- **EXERCISE DIRECTIONS**
Report every line of the data below that contains the string "sweater". Uppercase and lowercase letters must match.

— BEGIN —

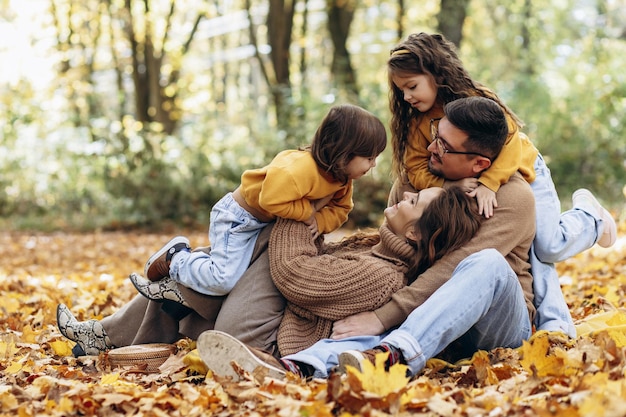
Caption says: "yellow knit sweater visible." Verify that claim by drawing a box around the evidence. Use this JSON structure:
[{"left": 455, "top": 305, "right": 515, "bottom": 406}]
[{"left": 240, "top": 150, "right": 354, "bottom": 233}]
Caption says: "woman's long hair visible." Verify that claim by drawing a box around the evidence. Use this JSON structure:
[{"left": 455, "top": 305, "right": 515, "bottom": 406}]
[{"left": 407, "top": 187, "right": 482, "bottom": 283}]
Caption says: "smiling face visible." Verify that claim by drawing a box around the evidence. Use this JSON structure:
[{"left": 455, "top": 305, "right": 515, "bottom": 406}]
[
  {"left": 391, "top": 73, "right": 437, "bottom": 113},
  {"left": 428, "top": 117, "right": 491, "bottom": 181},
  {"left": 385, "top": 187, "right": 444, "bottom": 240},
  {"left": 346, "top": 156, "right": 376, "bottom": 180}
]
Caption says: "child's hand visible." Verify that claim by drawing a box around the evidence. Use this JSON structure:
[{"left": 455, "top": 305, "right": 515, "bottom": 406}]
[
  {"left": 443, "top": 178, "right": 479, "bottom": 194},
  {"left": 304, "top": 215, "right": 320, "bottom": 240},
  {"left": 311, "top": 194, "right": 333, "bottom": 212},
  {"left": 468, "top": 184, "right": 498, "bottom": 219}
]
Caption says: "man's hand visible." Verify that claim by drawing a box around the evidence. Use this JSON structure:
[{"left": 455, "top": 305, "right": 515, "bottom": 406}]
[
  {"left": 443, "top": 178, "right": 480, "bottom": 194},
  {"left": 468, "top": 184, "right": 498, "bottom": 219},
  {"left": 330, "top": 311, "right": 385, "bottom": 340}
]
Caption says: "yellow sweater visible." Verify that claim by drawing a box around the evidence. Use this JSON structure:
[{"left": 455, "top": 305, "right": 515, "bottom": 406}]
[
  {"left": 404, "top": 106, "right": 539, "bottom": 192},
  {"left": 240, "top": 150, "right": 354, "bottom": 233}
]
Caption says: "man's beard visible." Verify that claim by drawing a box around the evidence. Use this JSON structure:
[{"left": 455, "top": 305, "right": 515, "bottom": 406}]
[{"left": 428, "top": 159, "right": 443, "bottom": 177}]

— END —

- **COMPLETE ANSWER**
Caption says: "yellow knit sweater visible." Verify that claim by drawing a box around the evidence. Use this JSON structure:
Caption says: "yellow sweater visible." Verify that claim by drawing a box around the evidence. Use this JSON structure:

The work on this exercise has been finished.